## Instructions for the task
Reproduce verbatim only the lines from the one containing "target | white over-range microwave" through the last line below, both included.

[Collected data entries]

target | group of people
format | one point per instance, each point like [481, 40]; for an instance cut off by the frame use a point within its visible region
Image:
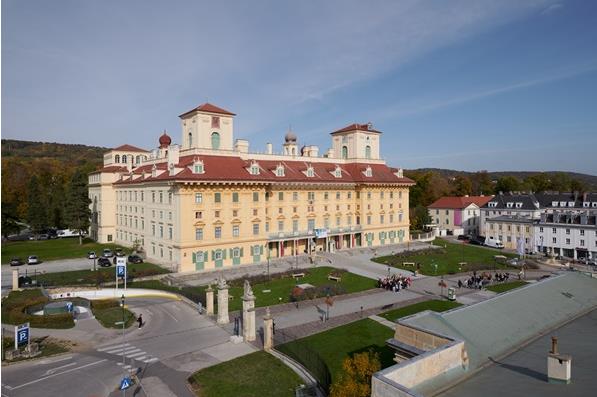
[394, 282]
[478, 281]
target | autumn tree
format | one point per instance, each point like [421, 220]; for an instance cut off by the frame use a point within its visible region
[355, 378]
[76, 211]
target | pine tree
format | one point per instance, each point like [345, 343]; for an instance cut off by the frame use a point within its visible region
[37, 215]
[76, 212]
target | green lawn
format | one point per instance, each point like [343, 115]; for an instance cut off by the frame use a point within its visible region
[47, 346]
[105, 274]
[338, 343]
[47, 250]
[281, 288]
[447, 258]
[435, 305]
[499, 288]
[255, 375]
[109, 316]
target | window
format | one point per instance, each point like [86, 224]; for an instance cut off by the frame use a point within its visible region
[215, 140]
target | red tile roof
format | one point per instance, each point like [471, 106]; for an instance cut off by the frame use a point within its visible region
[130, 148]
[208, 107]
[460, 202]
[354, 127]
[233, 168]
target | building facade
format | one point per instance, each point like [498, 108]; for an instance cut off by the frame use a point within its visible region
[457, 215]
[210, 203]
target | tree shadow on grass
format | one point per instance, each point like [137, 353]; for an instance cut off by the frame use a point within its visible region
[386, 355]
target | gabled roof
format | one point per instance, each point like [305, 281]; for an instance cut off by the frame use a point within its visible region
[130, 148]
[460, 202]
[233, 168]
[208, 107]
[355, 126]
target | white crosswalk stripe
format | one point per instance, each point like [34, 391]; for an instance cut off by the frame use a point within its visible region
[129, 351]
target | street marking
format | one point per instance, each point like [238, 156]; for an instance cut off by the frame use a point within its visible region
[59, 373]
[51, 371]
[110, 347]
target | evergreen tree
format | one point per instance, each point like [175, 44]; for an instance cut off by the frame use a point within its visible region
[37, 215]
[76, 212]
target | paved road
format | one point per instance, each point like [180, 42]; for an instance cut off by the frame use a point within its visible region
[174, 342]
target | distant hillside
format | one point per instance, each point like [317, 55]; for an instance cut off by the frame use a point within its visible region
[590, 181]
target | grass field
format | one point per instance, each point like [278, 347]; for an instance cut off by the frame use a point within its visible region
[47, 250]
[256, 375]
[448, 258]
[282, 288]
[341, 342]
[435, 305]
[86, 277]
[47, 346]
[499, 288]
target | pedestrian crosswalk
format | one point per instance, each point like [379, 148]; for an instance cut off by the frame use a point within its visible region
[129, 351]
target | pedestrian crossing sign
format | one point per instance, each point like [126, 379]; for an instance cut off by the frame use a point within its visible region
[125, 383]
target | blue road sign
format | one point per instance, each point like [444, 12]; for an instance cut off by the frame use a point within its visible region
[22, 334]
[125, 383]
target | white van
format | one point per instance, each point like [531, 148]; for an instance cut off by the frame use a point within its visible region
[494, 243]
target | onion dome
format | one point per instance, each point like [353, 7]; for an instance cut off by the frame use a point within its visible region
[165, 140]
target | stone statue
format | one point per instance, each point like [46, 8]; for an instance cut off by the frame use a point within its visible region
[222, 282]
[248, 290]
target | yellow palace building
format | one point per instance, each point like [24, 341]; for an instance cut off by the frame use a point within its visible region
[210, 202]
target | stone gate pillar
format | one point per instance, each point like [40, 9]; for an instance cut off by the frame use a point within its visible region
[268, 330]
[248, 313]
[223, 317]
[209, 300]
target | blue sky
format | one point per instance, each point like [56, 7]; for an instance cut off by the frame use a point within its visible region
[471, 85]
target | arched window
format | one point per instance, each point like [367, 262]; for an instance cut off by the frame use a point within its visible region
[215, 140]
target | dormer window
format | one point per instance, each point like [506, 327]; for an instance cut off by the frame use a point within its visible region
[338, 172]
[280, 170]
[198, 167]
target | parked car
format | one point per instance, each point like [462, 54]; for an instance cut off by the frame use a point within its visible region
[104, 262]
[16, 262]
[135, 259]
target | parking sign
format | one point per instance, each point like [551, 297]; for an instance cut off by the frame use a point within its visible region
[21, 335]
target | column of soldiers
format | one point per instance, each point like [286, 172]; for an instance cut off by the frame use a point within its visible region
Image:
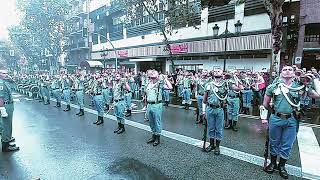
[220, 98]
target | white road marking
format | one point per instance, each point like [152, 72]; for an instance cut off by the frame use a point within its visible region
[309, 153]
[250, 158]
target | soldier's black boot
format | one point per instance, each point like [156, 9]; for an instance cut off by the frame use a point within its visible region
[234, 127]
[100, 120]
[81, 112]
[282, 169]
[6, 147]
[118, 129]
[68, 108]
[200, 120]
[97, 120]
[122, 129]
[128, 113]
[157, 140]
[211, 146]
[152, 139]
[217, 149]
[272, 166]
[229, 126]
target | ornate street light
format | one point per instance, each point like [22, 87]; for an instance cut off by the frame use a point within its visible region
[238, 27]
[215, 30]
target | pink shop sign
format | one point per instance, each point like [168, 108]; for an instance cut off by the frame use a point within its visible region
[179, 48]
[122, 53]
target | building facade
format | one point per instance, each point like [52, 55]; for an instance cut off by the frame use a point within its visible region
[309, 34]
[140, 46]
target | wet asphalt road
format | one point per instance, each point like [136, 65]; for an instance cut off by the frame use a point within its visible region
[59, 145]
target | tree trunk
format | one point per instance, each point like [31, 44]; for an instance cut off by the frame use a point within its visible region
[274, 10]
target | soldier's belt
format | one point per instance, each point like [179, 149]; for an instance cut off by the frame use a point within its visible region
[8, 102]
[214, 106]
[155, 102]
[283, 116]
[118, 100]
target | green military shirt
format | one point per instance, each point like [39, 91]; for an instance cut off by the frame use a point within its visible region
[213, 90]
[154, 91]
[5, 91]
[280, 103]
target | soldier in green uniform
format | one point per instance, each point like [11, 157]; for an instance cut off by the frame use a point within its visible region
[66, 85]
[200, 89]
[285, 94]
[154, 104]
[119, 87]
[7, 108]
[79, 89]
[187, 80]
[212, 108]
[98, 98]
[56, 86]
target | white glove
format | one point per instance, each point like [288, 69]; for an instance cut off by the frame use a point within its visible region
[3, 112]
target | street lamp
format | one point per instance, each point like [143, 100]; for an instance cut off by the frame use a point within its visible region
[238, 27]
[114, 49]
[215, 30]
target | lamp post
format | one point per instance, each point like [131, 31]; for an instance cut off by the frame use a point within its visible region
[238, 27]
[114, 49]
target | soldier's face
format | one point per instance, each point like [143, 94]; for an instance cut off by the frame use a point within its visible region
[4, 74]
[287, 72]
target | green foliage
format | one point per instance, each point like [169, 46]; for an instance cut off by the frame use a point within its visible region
[42, 27]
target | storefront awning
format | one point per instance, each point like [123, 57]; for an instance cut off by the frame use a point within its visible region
[91, 64]
[143, 60]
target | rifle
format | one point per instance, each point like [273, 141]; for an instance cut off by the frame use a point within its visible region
[204, 133]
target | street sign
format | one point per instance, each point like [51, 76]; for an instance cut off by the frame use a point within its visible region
[298, 60]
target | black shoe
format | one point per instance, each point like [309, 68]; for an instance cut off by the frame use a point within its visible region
[97, 120]
[81, 112]
[152, 139]
[157, 140]
[68, 108]
[6, 147]
[100, 120]
[282, 169]
[118, 129]
[229, 126]
[234, 127]
[122, 129]
[272, 166]
[128, 113]
[200, 121]
[12, 139]
[211, 147]
[217, 149]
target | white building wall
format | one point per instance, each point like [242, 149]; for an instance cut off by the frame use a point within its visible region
[250, 23]
[255, 64]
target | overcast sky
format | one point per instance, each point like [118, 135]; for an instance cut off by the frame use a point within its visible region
[8, 17]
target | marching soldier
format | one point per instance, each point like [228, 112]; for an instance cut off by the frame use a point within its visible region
[200, 89]
[79, 90]
[154, 105]
[66, 85]
[233, 102]
[98, 100]
[56, 86]
[187, 80]
[119, 87]
[6, 112]
[128, 95]
[212, 108]
[285, 94]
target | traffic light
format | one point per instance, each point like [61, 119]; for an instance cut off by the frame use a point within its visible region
[211, 3]
[84, 32]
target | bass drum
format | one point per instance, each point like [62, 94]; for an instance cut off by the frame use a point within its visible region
[34, 89]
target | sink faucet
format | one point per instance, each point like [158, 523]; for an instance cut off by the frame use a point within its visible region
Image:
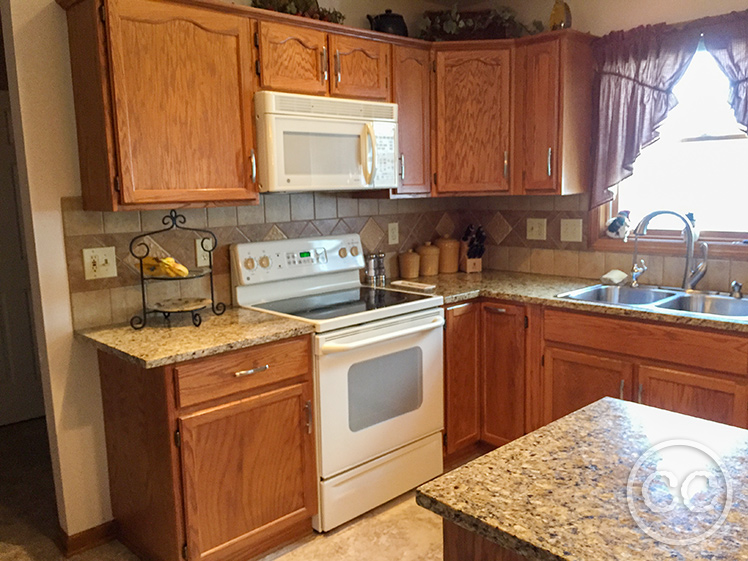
[692, 274]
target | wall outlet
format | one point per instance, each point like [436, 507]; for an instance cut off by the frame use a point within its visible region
[99, 263]
[202, 257]
[571, 230]
[393, 233]
[536, 228]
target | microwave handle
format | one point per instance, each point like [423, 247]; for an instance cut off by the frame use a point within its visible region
[369, 173]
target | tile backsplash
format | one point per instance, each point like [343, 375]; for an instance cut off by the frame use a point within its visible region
[115, 300]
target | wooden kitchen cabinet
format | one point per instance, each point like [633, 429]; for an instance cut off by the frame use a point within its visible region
[574, 379]
[462, 347]
[552, 114]
[502, 372]
[708, 397]
[308, 61]
[411, 85]
[163, 98]
[212, 459]
[473, 111]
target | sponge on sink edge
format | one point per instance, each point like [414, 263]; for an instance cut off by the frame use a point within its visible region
[614, 276]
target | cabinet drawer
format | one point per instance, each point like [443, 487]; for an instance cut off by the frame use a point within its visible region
[677, 345]
[215, 377]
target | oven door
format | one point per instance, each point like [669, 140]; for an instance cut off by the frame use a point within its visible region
[379, 387]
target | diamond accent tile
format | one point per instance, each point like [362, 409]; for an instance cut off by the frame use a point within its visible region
[445, 226]
[275, 233]
[498, 228]
[371, 235]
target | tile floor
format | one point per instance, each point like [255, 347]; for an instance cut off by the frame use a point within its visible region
[397, 531]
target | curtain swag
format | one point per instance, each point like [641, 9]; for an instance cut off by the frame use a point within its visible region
[636, 72]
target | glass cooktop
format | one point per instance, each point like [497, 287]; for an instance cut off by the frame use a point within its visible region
[340, 303]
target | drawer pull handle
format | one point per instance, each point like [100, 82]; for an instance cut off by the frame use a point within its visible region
[251, 371]
[496, 310]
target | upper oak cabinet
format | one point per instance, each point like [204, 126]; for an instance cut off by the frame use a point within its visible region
[302, 60]
[411, 84]
[473, 110]
[163, 95]
[552, 112]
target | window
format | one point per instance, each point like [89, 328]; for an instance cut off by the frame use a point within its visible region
[698, 163]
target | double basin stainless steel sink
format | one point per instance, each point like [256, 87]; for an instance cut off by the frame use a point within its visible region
[668, 300]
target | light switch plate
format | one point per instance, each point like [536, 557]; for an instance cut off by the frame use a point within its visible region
[571, 230]
[393, 233]
[202, 257]
[536, 228]
[99, 263]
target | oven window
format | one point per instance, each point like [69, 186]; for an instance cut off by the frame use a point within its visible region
[384, 388]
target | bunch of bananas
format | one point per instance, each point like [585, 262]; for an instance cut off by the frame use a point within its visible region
[163, 267]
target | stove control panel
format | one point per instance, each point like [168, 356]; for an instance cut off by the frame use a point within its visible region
[261, 262]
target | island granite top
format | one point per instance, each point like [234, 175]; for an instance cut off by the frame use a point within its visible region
[562, 492]
[157, 345]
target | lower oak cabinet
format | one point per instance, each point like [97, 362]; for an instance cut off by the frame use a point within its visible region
[503, 372]
[212, 459]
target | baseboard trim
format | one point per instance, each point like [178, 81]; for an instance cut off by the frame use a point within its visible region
[82, 541]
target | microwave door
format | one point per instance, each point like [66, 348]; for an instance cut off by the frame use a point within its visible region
[313, 154]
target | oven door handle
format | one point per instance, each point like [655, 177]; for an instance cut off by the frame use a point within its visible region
[330, 348]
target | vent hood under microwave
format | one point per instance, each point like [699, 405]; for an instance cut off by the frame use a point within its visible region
[310, 143]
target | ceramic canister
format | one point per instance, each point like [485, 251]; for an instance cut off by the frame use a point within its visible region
[410, 263]
[429, 259]
[449, 253]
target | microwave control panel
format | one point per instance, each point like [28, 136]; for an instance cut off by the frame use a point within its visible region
[386, 172]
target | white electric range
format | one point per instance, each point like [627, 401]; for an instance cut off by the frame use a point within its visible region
[378, 367]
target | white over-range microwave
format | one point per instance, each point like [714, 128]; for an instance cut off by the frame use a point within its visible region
[311, 143]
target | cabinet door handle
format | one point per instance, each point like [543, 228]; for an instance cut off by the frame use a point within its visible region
[324, 65]
[251, 371]
[495, 310]
[308, 410]
[253, 164]
[338, 70]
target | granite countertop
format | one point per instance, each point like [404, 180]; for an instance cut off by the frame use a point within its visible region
[566, 491]
[157, 345]
[542, 289]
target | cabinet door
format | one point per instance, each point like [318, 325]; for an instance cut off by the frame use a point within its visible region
[461, 368]
[537, 116]
[472, 121]
[293, 59]
[360, 68]
[574, 379]
[248, 473]
[716, 399]
[503, 372]
[182, 86]
[411, 84]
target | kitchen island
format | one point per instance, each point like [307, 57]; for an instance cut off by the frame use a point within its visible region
[566, 491]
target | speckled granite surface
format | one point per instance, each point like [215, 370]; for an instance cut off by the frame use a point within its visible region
[156, 345]
[560, 492]
[542, 289]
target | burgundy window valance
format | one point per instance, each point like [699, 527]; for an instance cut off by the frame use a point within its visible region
[637, 70]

## Response to the task
target | white over-range microwave
format | one point per instance, each point like [714, 128]; for an instance cut off by the frame use a point within its visible region
[311, 143]
target | cabinet door handle
format | one point per instance, each point like [543, 228]; for an instance cut off by the frame use a point within its visible region
[324, 65]
[251, 371]
[495, 310]
[308, 410]
[253, 164]
[338, 70]
target | granite countertop
format | one point per instance, each point like [404, 180]; for an instance cut off by the frame use a point within its visible region
[566, 491]
[157, 345]
[542, 289]
target | cabinet door
format | one point per instance, each point like [318, 325]; for an instance cut off by the frame use a point within its visible region
[461, 368]
[537, 116]
[472, 121]
[293, 59]
[360, 68]
[574, 379]
[248, 473]
[716, 399]
[503, 372]
[182, 86]
[411, 84]
target | kitchen island
format | one point per instance, each point like [307, 57]; for an instance cut off by the frame use a point within its visible region
[566, 491]
target | speckled granite surface
format | one point per instance, each point like [215, 370]; for an instance cut off by the frame use a point within its visible region
[156, 345]
[560, 492]
[542, 289]
target | burgundy window valance
format | one point per instance, each point like [699, 527]; for an instance cut off by the frame use a point within its visible region
[637, 70]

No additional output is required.